#### Location identification entries
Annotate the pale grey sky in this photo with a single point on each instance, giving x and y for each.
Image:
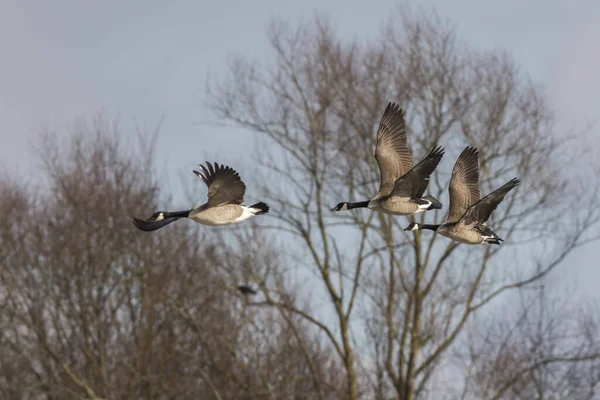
(144, 59)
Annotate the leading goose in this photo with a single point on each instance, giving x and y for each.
(402, 185)
(224, 206)
(468, 214)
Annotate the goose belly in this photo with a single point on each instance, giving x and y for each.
(398, 207)
(221, 215)
(463, 236)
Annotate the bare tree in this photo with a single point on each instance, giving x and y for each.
(405, 297)
(91, 307)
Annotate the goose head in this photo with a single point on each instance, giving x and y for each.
(413, 226)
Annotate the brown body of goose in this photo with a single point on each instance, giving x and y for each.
(402, 185)
(224, 206)
(468, 214)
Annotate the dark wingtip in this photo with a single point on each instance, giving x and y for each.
(263, 207)
(246, 290)
(140, 224)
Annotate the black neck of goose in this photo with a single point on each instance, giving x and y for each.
(359, 204)
(177, 214)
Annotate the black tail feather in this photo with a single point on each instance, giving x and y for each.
(260, 206)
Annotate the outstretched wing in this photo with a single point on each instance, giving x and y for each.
(414, 183)
(391, 152)
(464, 184)
(480, 212)
(224, 184)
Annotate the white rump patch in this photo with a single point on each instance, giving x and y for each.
(247, 212)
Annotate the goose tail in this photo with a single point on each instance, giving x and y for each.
(259, 208)
(435, 203)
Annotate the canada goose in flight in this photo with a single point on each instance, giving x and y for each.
(402, 185)
(467, 213)
(224, 206)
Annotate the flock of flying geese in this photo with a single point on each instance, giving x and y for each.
(401, 192)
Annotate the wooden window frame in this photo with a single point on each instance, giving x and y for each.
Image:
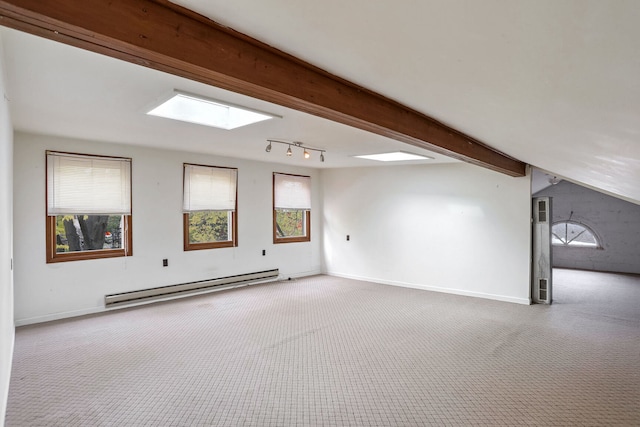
(296, 239)
(53, 256)
(50, 226)
(188, 246)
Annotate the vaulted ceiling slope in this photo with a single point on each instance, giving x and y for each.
(554, 84)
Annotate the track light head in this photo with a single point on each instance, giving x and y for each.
(306, 151)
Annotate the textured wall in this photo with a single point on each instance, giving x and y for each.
(452, 228)
(615, 222)
(50, 291)
(7, 328)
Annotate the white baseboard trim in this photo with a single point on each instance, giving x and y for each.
(102, 309)
(503, 298)
(58, 316)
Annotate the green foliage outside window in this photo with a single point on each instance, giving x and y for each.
(209, 226)
(290, 223)
(75, 233)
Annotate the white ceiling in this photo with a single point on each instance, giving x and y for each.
(65, 91)
(554, 84)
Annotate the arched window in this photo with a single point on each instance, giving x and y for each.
(568, 233)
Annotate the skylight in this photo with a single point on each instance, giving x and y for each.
(396, 156)
(209, 112)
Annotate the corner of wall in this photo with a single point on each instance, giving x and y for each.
(7, 325)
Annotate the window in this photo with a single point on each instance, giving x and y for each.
(88, 207)
(210, 207)
(567, 233)
(291, 208)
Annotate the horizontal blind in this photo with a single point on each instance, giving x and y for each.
(291, 192)
(78, 184)
(208, 188)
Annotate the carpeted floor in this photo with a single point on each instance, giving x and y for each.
(325, 351)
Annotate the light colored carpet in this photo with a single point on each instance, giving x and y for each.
(329, 351)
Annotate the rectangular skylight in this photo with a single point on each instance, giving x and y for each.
(209, 112)
(397, 156)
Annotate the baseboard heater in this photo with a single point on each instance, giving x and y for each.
(165, 292)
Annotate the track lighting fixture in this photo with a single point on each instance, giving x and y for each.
(305, 150)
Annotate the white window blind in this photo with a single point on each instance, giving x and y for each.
(208, 188)
(78, 184)
(292, 192)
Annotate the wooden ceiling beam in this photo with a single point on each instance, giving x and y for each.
(166, 37)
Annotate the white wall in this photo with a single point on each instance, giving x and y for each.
(7, 329)
(48, 291)
(453, 228)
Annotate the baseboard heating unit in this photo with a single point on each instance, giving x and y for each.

#### Task goal
Reproduce all entries without any change, and omit the pictures.

#### Response to the exercise
Annotate the pale grey sky in this photo with a single point on each instance, giving x and y for each.
Image:
(144, 59)
Annotate the leading goose in this photo with a single point on each instance, giving x and y for each.
(402, 185)
(224, 206)
(468, 214)
Annotate the goose belly in this photo with a single point on each instance, giving x and y for each.
(398, 207)
(221, 215)
(463, 236)
Annotate the bare tree in this photo with a single point on each instance, giving x and y for each.
(405, 297)
(91, 307)
Annotate the goose head in this photo with a single point on each instance, giving x and y for each.
(413, 226)
Annotate the brown body of goose in this photo with a single point on each instance, giving x and y for each.
(402, 185)
(224, 206)
(468, 214)
Annotate the dark wingtip in this photo with a single point on each instance, giving x and y for each.
(263, 207)
(246, 290)
(140, 224)
Annotate the black neck of goose in this photo with a single point on each instance, giving x and y for each.
(359, 204)
(177, 214)
Annotate the black tail feather in this photo with a single point on each instance, giving x and y for each.
(260, 206)
Annotate the outstretched wing in this photo with a single point on each instance, giving x and y for each.
(414, 183)
(391, 152)
(464, 184)
(480, 212)
(224, 184)
Annotate the white rump patch in this photo with a single point on each instance, giving x and y for each.
(247, 212)
Annotate the goose tail in this photo with a single point on each instance, giving x and y for each.
(259, 208)
(435, 203)
Annotate the canada goose in flight in this photo with a single point on each instance, giving x and y for each.
(402, 185)
(467, 213)
(224, 206)
Annotate the flock of flying geese in this photo with a single point on each instance, giving x and y for each.
(401, 192)
Annotate the wooden window frame in this photo with a single point on each instance, giving x and y for each.
Image:
(296, 239)
(53, 256)
(50, 226)
(188, 246)
Annotate the vaulted ceiling slope in this photo with a single point on each instance, giving x and y for each.
(554, 84)
Annotate the track light head in this photo with a single point on each instance, giving x and y for each.
(306, 151)
Annotate the textured wall in this photo with a single point on each instance, giving x and y for each.
(452, 228)
(615, 222)
(50, 291)
(7, 328)
Annotate the white baseboard trim in this photo with a single point on each instance, giving x and y for each.
(102, 309)
(503, 298)
(58, 316)
Annotate the green foliage outside window in this photo with a single point on each instance, giving x and y for each.
(209, 226)
(290, 223)
(75, 233)
Annotate the white ceiling in this photo with a single point on each instance, giving x and y for each.
(65, 91)
(554, 84)
Annotate the arched window in this photo with a single point on each instance, giving x and y for each.
(568, 233)
Annotate the skylight in this photo with a single point on each instance, giving x and y for each.
(396, 156)
(209, 112)
Annotate the corner of wall in this photo with a single point on each instance, giving x and y for each.
(7, 325)
Annotate the window in this photo with a single point on each instance, giving x and y for each.
(88, 207)
(210, 207)
(567, 233)
(291, 208)
Annotate the horizontal blind in this photo with a single point on each instance, giving x and y for each.
(291, 192)
(78, 184)
(208, 188)
Annotate the carpeted floor in this photo with a single point on each instance, giving x and y for each.
(325, 351)
Annotate the light colored carpet in this photo with a single point on each instance, giving x and y for each.
(329, 351)
Annotate the rectangular skylight in this photo with a single point on each instance, giving x and y for each.
(209, 112)
(397, 156)
Annotate the baseboard heater in this photo with a single point on each instance, giving x and y for each.
(165, 292)
Annotate the track lighting fixture in this photo with a single point on each instance, giving x and y for each.
(305, 150)
Annotate the white window blind in this photo with a single point on each instance, giving x and y for each.
(208, 188)
(78, 184)
(292, 192)
Annotate the wooden ceiling beam in this photo with a single point on each instance, giving x and y for each.
(166, 37)
Annotate the white wall in this photo with a single point on each instance, giving x and y for each.
(7, 329)
(48, 291)
(453, 228)
Annotate the baseboard heating unit in this photo with a single point on each instance, giving x and y for each.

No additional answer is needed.